Copy the listing from the line containing "If you would be so kind as to spot the tall" through its last line, inclusive, with the requests kept unchanged. Multiply every x and y coordinate in the answers by 0.55 and round each result to a whole number, rounding halves up.
--- start Extracted material ---
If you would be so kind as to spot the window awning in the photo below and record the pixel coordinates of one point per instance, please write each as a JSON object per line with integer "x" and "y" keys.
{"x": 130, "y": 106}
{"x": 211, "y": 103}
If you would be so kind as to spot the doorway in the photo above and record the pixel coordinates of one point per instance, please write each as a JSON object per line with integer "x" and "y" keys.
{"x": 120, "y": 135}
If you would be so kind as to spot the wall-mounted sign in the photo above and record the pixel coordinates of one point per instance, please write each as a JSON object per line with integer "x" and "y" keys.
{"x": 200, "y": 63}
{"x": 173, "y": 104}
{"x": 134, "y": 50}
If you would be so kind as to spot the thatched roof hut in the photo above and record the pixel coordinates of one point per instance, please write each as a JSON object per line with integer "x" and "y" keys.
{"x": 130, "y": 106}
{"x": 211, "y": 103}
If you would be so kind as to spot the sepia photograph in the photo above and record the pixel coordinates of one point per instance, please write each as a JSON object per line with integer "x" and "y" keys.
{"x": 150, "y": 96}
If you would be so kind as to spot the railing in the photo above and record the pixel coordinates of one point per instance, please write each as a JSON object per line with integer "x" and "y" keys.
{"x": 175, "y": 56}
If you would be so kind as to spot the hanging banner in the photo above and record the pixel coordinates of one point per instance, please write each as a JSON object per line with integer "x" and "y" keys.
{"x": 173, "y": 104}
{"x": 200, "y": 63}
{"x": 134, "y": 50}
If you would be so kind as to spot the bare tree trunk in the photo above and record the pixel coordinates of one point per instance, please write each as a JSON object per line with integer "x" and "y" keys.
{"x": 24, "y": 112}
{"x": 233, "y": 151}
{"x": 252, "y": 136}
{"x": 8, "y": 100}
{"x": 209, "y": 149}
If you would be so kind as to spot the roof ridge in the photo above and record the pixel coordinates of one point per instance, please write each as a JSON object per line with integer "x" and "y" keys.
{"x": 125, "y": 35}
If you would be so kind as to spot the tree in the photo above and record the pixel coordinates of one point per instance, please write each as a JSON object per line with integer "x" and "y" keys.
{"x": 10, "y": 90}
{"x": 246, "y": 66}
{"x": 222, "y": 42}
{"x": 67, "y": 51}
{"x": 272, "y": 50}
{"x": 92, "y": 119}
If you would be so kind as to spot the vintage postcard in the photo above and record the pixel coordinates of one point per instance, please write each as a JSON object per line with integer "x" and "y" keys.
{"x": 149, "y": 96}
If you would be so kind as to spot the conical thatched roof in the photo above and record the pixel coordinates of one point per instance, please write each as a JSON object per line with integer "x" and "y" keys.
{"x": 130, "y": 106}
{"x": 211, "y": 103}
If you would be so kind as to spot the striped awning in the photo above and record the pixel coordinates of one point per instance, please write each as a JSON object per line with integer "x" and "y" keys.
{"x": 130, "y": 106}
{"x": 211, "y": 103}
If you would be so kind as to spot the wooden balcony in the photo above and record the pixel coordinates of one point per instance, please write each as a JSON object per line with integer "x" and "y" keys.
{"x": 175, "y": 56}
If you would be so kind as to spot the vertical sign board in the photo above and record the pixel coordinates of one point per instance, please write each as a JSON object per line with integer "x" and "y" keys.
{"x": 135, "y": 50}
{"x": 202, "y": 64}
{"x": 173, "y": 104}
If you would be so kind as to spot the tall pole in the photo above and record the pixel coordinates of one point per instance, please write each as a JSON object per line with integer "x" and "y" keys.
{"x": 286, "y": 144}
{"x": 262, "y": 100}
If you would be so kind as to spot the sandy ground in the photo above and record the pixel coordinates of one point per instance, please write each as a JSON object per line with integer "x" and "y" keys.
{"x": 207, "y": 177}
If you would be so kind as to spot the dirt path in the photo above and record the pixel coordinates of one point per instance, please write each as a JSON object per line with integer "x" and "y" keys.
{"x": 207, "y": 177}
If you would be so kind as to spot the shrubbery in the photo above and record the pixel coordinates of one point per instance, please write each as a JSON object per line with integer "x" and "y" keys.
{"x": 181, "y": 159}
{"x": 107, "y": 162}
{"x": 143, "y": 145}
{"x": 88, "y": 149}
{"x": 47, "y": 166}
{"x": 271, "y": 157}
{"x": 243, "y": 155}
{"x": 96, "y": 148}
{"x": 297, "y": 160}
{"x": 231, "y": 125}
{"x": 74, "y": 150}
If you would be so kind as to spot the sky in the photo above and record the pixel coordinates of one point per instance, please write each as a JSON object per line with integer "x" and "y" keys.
--- end Extracted material ---
=== Task solution ===
If you would be so kind as to spot the tall pole in the photo above and record the pixel coordinates of one point per instance, please write each as a JSON object per line with integer "x" and "y" keys.
{"x": 157, "y": 79}
{"x": 144, "y": 55}
If you would be so kind as to spot the sandy ground in the photo above and record the pixel coordinates of one point per instance, please write each as a JSON object per line with integer "x" and "y" keys.
{"x": 114, "y": 97}
If you would be so kind as to spot the dirt path in the photo above and record the pixel coordinates of one point per instance, please write each as a JSON object per line with integer "x" and "y" keys.
{"x": 114, "y": 97}
If you would be so kind as to spot the shrubbery in the photo above and record the pixel coordinates of one point per instance, please write each as a JSON object per line with integer "x" and "y" keys.
{"x": 100, "y": 87}
{"x": 59, "y": 89}
{"x": 79, "y": 80}
{"x": 48, "y": 82}
{"x": 26, "y": 91}
{"x": 149, "y": 86}
{"x": 134, "y": 85}
{"x": 53, "y": 81}
{"x": 163, "y": 88}
{"x": 127, "y": 69}
{"x": 41, "y": 83}
If you would be so kind as to spot the sky in the photo above and record the pixel coordinates of one point per instance, please write each as a JSON object per line with integer "x" and "y" keys.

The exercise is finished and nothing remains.